AIM: Update the entries from the line containing "Look at the photo above. For every instance of the bare" through the end of the entries, changing "innermost" to "most central" and leaving everything else unchanged. Return only those lines.

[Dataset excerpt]

________

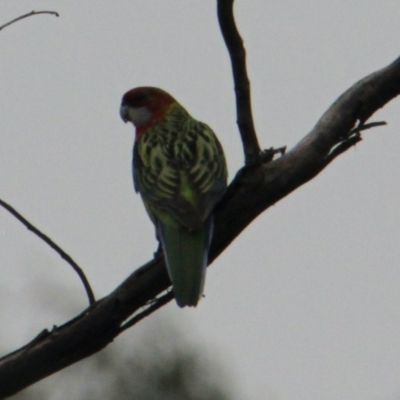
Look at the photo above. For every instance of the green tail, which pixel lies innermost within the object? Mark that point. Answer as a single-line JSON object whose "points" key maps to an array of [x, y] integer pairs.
{"points": [[186, 256]]}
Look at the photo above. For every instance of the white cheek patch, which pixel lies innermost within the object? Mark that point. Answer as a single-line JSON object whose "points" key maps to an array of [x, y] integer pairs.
{"points": [[139, 115]]}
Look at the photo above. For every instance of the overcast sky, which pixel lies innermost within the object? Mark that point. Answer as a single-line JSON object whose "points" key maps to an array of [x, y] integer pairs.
{"points": [[305, 303]]}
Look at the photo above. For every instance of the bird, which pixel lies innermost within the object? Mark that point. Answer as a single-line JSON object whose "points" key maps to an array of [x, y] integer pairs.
{"points": [[179, 170]]}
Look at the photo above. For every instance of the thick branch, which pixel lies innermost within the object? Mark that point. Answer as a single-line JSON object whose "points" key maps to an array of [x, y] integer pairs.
{"points": [[237, 54], [252, 191]]}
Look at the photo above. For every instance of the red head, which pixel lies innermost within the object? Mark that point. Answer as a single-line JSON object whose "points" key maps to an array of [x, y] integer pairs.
{"points": [[144, 106]]}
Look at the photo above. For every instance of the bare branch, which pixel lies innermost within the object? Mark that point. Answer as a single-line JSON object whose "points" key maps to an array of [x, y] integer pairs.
{"points": [[28, 15], [237, 54], [252, 191], [54, 246]]}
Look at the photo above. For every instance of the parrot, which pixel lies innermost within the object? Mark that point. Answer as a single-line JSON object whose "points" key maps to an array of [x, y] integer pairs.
{"points": [[179, 170]]}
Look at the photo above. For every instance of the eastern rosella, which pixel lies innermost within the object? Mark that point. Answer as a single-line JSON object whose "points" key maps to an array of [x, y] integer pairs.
{"points": [[179, 169]]}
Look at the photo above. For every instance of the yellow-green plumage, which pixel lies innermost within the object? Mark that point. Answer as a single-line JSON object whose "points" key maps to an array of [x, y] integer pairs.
{"points": [[180, 171]]}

________

SOLVED PROBLEM:
Look at the photo above. For every instance of the bare branch, which pixel lies most central within the object? Mark that point. Answer as a single-line JSON object whose "points" key maps to an array of [x, y] integer pairs.
{"points": [[28, 15], [237, 54], [252, 191], [54, 246]]}
Look at the photo above. For every instance of the parrot, which pixel lies most central within the object? Mark that point. Answer as a single-line JSON object whose "points" key maps to an array of [x, y] integer pairs.
{"points": [[179, 170]]}
Look at the photo above. For every instance of the eastern rosella, which pixel lies most central within the object? Mark that point. Answer as a single-line JSON object whose "points" key maps to an array of [x, y] integer pairs.
{"points": [[179, 169]]}
Look at the photo above. For every instance of the yellow-green plumage, which pixel lies most central within the object? Mark that point. Answer as a single-line JSON object whose "points" key maps to an array of [x, y] integer pairs.
{"points": [[180, 171]]}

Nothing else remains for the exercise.